◆ Page excerpt
※ ※ ※

Page 1 of 1

Strange gcc "de-optimizations" happening on SH pla

PostPosted: Thu Jan 12, 2006 6:32 pm
by cboles
I don't know if anyone on here gets down and dirty with gcc, especially on embedded targets, but I figured it was worth trying...

I'm writing code for the SH2 processor family (SH7055 specifically) using a gcc-3.4.1 cross-compiler. I'm runing into a strange "optimization" bug with the compiler. If I try to AND an unsigned char memory mapped peripheral register with a constant that is has only one '1' bit, in this example 0x40, the compiler tries to "optimize" the comparison by right shifting a copy of the register 6 times and then comparing it to 1, which is a silly way to do things. By contrast if the bit mask is instead 0x41, the resulting assembly code is less than half as large and faster. I get the same results regardless of the optimization options I set. Any ideas why this is happening or how I can turn this "optimization" off?


Code: Select all
// real code which has the "optimization" problem

#define   SSR1   (*((volatile unsigned char *) 0xFFFFF00C))
if (SSR & (unsigned char)0x40) // test RDRF

 179 00ae 6030           mov.b   @r3,r0
 180 00b0 4009           shlr2   r0
 181 00b2 4009           shlr2   r0
 182 00b4 4009           shlr2   r0
 183 00b6 C901           and   #1,r0
 184 00b8 2008           tst   r0,r0
 185 00ba 8901           bt   .L20

Code: Select all
// sample of how changing the constant to 0x41 prevents the "optimization"

※ ※ ※

◆ Information provided
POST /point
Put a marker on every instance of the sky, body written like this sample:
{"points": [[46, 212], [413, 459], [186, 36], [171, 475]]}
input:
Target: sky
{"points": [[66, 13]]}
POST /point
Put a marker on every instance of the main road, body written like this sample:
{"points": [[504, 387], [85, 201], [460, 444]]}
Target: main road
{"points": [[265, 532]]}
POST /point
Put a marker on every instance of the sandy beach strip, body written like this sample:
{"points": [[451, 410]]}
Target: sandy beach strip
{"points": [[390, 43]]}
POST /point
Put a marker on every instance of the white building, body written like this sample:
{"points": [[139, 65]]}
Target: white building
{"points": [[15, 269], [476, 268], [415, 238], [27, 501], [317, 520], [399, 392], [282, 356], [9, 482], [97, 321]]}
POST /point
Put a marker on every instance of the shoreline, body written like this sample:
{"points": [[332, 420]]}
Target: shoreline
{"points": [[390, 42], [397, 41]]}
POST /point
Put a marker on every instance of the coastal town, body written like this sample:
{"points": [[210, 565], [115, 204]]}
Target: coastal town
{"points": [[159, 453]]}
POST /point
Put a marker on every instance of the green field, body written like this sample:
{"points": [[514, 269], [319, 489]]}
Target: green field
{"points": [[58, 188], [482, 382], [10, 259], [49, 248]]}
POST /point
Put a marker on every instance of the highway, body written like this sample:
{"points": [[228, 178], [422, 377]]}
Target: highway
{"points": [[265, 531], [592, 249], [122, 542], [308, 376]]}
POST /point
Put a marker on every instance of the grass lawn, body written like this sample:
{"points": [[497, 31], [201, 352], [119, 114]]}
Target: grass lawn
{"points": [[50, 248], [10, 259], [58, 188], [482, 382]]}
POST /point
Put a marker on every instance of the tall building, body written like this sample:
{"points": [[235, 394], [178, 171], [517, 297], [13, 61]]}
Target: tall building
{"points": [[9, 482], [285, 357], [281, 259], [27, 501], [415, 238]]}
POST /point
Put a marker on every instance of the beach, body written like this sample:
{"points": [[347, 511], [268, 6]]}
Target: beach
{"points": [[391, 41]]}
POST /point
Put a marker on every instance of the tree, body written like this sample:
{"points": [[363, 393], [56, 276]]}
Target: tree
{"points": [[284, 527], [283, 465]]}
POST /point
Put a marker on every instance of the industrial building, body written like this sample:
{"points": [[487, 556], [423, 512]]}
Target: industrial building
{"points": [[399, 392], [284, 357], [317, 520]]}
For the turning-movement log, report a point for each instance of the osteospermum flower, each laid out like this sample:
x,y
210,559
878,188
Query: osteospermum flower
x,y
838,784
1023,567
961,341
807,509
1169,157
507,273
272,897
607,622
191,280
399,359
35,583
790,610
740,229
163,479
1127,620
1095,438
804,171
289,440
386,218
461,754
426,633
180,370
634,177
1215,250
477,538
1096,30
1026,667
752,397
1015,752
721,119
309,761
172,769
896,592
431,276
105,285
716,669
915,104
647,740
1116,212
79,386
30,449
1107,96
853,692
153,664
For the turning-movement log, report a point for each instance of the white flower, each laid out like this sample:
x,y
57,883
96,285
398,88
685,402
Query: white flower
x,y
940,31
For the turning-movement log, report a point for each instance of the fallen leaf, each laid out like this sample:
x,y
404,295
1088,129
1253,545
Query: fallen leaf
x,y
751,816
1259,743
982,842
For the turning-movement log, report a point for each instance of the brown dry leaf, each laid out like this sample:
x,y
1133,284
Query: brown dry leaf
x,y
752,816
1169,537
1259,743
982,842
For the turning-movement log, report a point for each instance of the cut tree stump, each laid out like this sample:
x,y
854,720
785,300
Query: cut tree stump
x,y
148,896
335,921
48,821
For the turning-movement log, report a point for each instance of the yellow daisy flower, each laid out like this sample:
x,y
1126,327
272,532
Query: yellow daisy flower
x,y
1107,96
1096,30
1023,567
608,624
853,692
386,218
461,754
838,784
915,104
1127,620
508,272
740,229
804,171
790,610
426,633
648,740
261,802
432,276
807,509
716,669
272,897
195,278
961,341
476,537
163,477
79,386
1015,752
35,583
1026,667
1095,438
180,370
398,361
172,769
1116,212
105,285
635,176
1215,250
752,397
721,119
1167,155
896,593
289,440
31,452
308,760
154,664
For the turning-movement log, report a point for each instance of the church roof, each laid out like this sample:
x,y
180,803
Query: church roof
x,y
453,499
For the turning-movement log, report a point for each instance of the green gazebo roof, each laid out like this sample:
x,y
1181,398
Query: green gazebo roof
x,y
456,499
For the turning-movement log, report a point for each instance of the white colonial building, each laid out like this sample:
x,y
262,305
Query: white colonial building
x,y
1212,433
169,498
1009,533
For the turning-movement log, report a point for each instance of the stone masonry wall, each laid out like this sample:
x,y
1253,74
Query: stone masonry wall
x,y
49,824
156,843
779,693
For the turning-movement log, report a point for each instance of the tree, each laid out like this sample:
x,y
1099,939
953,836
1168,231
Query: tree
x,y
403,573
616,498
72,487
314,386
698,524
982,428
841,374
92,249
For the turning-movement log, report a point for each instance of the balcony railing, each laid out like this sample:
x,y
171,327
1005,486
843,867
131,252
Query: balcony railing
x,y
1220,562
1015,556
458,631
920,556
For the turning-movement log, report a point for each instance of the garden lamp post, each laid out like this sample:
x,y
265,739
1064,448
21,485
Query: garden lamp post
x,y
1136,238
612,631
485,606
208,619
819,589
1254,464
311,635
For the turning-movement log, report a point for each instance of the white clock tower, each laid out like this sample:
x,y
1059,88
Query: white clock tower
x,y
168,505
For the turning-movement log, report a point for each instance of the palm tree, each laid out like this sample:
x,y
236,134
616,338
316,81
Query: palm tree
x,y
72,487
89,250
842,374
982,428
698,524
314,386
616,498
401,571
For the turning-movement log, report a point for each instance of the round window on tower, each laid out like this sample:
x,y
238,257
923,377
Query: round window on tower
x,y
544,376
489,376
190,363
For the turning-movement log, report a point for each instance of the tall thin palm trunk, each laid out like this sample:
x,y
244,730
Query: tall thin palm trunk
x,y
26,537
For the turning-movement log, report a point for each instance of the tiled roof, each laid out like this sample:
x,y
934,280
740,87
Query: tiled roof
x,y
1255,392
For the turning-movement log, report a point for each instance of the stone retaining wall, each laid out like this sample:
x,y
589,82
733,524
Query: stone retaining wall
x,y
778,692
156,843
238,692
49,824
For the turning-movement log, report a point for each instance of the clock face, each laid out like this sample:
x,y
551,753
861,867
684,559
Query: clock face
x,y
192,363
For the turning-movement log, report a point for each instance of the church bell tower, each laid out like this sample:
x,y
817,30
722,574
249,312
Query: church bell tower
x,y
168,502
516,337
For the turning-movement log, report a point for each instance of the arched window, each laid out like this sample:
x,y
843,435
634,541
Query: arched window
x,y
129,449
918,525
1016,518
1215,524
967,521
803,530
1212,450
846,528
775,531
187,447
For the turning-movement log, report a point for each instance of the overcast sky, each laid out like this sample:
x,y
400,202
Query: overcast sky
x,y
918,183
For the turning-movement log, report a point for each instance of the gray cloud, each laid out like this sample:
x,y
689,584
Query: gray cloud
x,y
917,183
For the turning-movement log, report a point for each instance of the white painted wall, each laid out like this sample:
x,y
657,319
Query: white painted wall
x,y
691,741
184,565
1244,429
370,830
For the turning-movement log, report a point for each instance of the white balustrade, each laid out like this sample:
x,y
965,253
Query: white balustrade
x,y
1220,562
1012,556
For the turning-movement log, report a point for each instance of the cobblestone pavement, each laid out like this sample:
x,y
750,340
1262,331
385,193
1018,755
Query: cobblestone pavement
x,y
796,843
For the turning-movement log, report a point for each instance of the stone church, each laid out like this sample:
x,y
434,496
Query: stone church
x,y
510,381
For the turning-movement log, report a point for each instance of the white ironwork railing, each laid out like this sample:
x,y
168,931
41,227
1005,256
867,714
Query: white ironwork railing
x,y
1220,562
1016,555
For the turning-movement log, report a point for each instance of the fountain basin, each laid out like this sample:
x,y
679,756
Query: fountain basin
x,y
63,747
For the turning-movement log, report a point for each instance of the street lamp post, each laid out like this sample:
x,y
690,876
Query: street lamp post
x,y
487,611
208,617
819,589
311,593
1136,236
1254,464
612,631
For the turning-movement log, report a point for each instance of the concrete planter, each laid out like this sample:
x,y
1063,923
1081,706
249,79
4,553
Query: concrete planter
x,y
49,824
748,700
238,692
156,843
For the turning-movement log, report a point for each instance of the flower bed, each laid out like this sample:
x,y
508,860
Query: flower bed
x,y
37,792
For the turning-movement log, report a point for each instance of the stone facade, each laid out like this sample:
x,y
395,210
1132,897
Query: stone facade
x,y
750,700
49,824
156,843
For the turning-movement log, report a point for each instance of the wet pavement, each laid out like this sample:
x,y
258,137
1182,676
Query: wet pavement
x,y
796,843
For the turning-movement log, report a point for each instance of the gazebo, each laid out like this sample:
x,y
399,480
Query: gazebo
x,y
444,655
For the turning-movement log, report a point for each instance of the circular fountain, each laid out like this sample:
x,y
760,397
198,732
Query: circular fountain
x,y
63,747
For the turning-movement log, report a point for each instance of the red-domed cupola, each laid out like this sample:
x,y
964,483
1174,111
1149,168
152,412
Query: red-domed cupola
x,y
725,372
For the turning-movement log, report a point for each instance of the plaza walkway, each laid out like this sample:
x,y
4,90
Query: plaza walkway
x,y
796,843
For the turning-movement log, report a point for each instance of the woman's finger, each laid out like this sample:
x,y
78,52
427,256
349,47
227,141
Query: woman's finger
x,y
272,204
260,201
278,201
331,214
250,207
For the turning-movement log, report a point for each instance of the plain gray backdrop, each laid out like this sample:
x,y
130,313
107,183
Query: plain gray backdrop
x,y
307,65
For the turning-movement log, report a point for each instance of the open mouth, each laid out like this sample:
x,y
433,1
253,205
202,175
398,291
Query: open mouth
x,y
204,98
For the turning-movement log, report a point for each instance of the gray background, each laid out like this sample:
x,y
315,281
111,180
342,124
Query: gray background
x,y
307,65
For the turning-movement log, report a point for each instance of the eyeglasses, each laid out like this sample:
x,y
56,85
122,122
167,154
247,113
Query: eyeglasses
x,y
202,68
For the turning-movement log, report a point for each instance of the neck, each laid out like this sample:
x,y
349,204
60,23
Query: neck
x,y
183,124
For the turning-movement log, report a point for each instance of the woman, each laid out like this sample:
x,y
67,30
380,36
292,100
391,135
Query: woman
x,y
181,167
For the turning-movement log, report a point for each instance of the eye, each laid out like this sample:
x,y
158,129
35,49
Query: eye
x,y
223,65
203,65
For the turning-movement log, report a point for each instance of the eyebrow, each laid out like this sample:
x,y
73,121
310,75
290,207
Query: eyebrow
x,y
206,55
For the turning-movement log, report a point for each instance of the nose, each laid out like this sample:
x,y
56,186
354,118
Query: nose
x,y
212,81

※ ※ ※

◆ Given instruction
Retype the forum post about gcc's odd bit-test code on the SH2 in full, character for character.

◆ Answer for the task
Page 1 of 1

Strange gcc "de-optimizations" happening on SH pla

PostPosted: Thu Jan 12, 2006 6:32 pm
by cboles
I don't know if anyone on here gets down and dirty with gcc, especially on embedded targets, but I figured it was worth trying...

I'm writing code for the SH2 processor family (SH7055 specifically) using a gcc-3.4.1 cross-compiler. I'm runing into a strange "optimization" bug with the compiler. If I try to AND an unsigned char memory mapped peripheral register with a constant that is has only one '1' bit, in this example 0x40, the compiler tries to "optimize" the comparison by right shifting a copy of the register 6 times and then comparing it to 1, which is a silly way to do things. By contrast if the bit mask is instead 0x41, the resulting assembly code is less than half as large and faster. I get the same results regardless of the optimization options I set. Any ideas why this is happening or how I can turn this "optimization" off?


Code: Select all
// real code which has the "optimization" problem

#define   SSR1   (*((volatile unsigned char *) 0xFFFFF00C))
if (SSR & (unsigned char)0x40) // test RDRF

 179 00ae 6030           mov.b   @r3,r0
 180 00b0 4009           shlr2   r0
 181 00b2 4009           shlr2   r0
 182 00b4 4009           shlr2   r0
 183 00b6 C901           and   #1,r0
 184 00b8 2008           tst   r0,r0
 185 00ba 8901           bt   .L20

Code: Select all
// sample of how changing the constant to 0x41 prevents the "optimization"